WORK REQUEST: Report every line of the data that includes "above".
──────── RECORDS FOR THE EXERCISE
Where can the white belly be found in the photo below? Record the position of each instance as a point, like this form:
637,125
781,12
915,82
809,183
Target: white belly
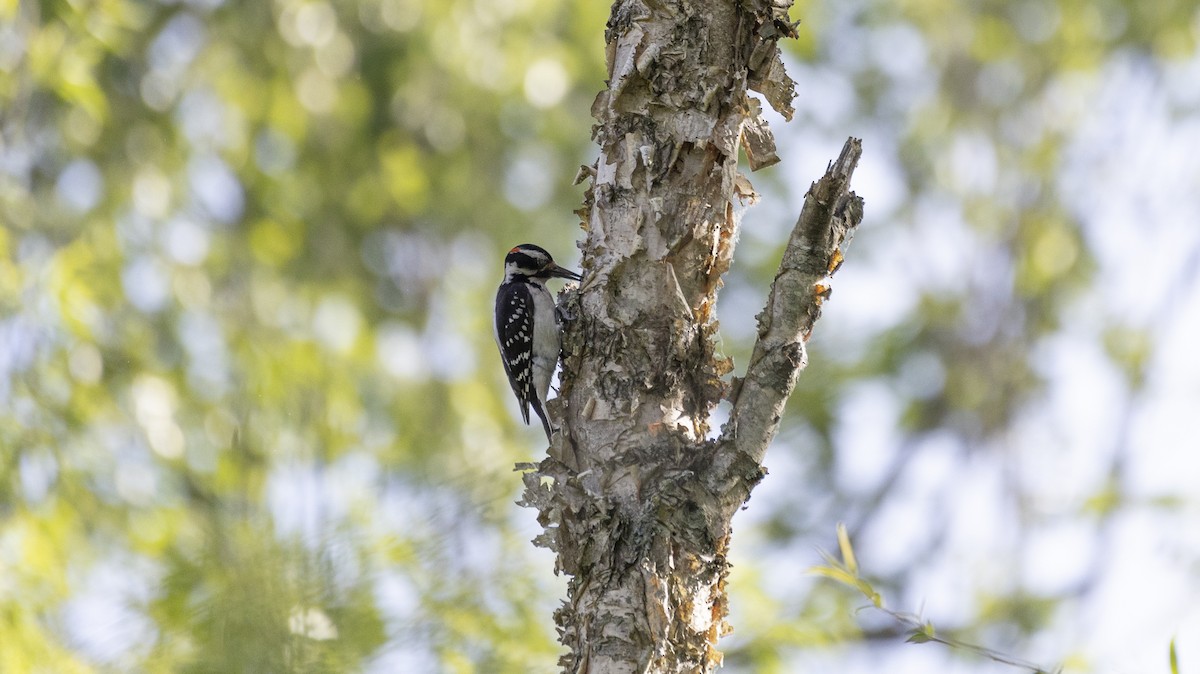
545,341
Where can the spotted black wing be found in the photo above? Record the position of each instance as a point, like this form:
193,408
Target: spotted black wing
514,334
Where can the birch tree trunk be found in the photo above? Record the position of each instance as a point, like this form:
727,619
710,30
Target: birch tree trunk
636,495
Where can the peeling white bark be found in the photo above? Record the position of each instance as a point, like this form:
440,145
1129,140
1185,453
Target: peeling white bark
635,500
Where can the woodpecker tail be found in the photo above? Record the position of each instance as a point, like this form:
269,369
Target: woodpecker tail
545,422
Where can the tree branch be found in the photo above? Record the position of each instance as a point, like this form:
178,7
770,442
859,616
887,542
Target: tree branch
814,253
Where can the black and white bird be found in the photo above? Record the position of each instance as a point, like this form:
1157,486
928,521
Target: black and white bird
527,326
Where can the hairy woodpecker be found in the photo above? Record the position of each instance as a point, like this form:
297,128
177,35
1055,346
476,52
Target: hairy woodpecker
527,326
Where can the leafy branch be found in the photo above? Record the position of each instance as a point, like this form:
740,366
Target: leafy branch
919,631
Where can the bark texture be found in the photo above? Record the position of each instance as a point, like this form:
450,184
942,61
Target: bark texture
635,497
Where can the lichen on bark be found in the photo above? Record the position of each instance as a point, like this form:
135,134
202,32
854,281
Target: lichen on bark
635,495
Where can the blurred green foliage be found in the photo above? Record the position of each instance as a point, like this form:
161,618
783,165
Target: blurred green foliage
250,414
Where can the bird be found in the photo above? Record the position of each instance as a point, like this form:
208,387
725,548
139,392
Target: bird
────────────────
COMPLETED TASK:
Where can the spotted black wing be found in the photo above? Record the position of each instance as a point, like this form:
Where can the birch tree trunk be found in the photo above? Record the position of each instance as a point, like this form:
Where can the peeling white bark be found in the photo above? Record the position of each instance as a point, like this form:
Where can the woodpecker tail be found in the photo above? Record the position of each instance as a point, like this form:
Where can the tree branch be found in the photo above? Record the position of each instance as a point, like this form:
Where can the black and white bird be found in the photo above? Record the position of each instance as a point, like this form:
Where can the hairy woodpecker be found in the photo above? Record the position of each instance as a point, like this form:
Where can the leafy branch be found in the photo above? Record the position of each instance as a point, like this form:
Where can the bark texture be found in the photo above? Record the position of each instance as a point, like this form:
Where can the lichen on bark be found in the photo above? Record the position of each instance as a point, like this form:
Where can the blurred green foliage be found in the photo above? Record the position of each instance as a point, like this form:
Where can the bird be found in the photo above? Record the position of each instance as a point, like this form:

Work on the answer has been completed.